- **What is being asked**:
Collect every line in the entries that contains the word "white".

(Photo object pointing records)
☆ ☆ ☆

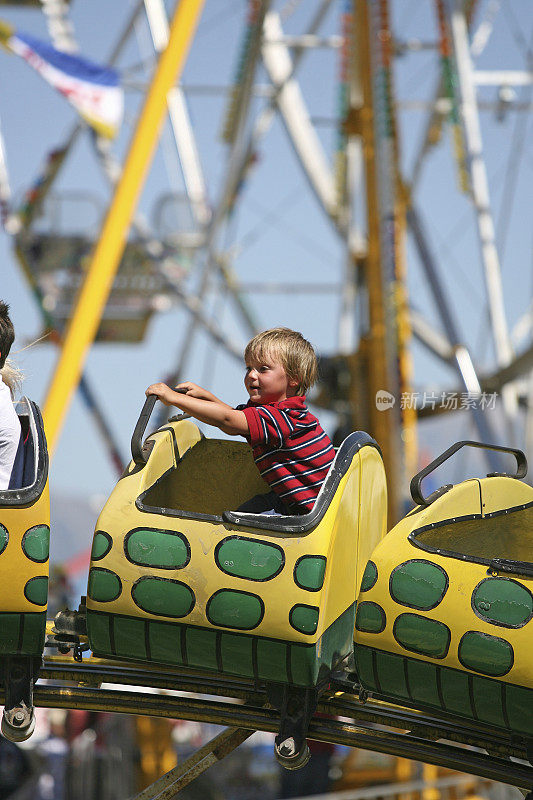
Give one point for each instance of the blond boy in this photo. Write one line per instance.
(289, 447)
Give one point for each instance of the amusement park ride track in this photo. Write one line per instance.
(369, 723)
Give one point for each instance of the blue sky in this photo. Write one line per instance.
(283, 232)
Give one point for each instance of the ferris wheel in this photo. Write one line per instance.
(342, 182)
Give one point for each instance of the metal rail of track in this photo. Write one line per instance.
(240, 704)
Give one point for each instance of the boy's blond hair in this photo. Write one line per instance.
(294, 353)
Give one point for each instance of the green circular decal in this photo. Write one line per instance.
(233, 609)
(102, 543)
(503, 602)
(422, 635)
(36, 590)
(304, 618)
(418, 584)
(487, 654)
(370, 617)
(309, 572)
(248, 558)
(154, 548)
(36, 543)
(163, 596)
(103, 585)
(370, 576)
(4, 538)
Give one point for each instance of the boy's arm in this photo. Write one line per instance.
(214, 411)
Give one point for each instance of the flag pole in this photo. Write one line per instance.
(108, 252)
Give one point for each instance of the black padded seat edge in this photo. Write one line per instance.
(298, 523)
(30, 470)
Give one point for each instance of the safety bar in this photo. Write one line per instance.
(137, 438)
(416, 482)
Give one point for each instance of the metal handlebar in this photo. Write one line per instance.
(137, 437)
(416, 482)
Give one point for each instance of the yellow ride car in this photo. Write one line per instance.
(24, 551)
(444, 617)
(179, 576)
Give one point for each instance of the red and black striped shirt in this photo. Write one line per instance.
(292, 452)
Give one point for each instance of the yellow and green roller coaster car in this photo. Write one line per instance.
(177, 577)
(445, 613)
(24, 548)
(24, 542)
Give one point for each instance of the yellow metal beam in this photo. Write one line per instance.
(110, 247)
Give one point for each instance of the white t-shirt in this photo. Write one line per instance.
(9, 434)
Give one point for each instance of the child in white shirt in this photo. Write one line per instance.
(9, 422)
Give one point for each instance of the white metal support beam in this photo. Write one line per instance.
(180, 122)
(290, 102)
(479, 183)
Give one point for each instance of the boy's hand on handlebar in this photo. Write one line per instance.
(161, 391)
(193, 390)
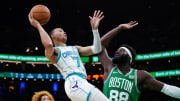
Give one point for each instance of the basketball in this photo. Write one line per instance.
(41, 13)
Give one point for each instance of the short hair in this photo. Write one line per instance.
(132, 50)
(37, 96)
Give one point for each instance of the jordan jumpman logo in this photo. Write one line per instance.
(75, 86)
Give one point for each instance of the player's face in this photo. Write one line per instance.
(45, 98)
(60, 34)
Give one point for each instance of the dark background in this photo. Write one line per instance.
(158, 30)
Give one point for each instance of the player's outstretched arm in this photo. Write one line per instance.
(105, 41)
(96, 47)
(153, 84)
(45, 39)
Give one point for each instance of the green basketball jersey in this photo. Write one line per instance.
(119, 87)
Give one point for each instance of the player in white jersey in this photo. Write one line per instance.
(67, 59)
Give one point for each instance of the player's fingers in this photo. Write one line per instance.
(90, 17)
(94, 13)
(101, 17)
(100, 14)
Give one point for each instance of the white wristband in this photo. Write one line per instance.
(96, 47)
(172, 91)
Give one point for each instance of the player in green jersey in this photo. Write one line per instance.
(121, 81)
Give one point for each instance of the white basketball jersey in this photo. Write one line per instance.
(69, 61)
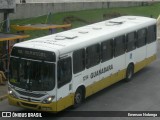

☆ ☆ ☆

- **Worked solution**:
Give one point for each instance of the white t-shirt in this photo. Write one line per instance.
Give one point for each instance of the child in white shirt in this photo. Write one line per instance.
Give one point for each instance of the white metal support beam in this photo. Write one line per instance.
Give one point for each instance of the player in white jersey in this photo. Write one line per instance.
Give one point for each instance of the white wristband in this photo. Write one line per instance.
Give one point for each instance of the white basketball jersey in this photo. Write one line per instance.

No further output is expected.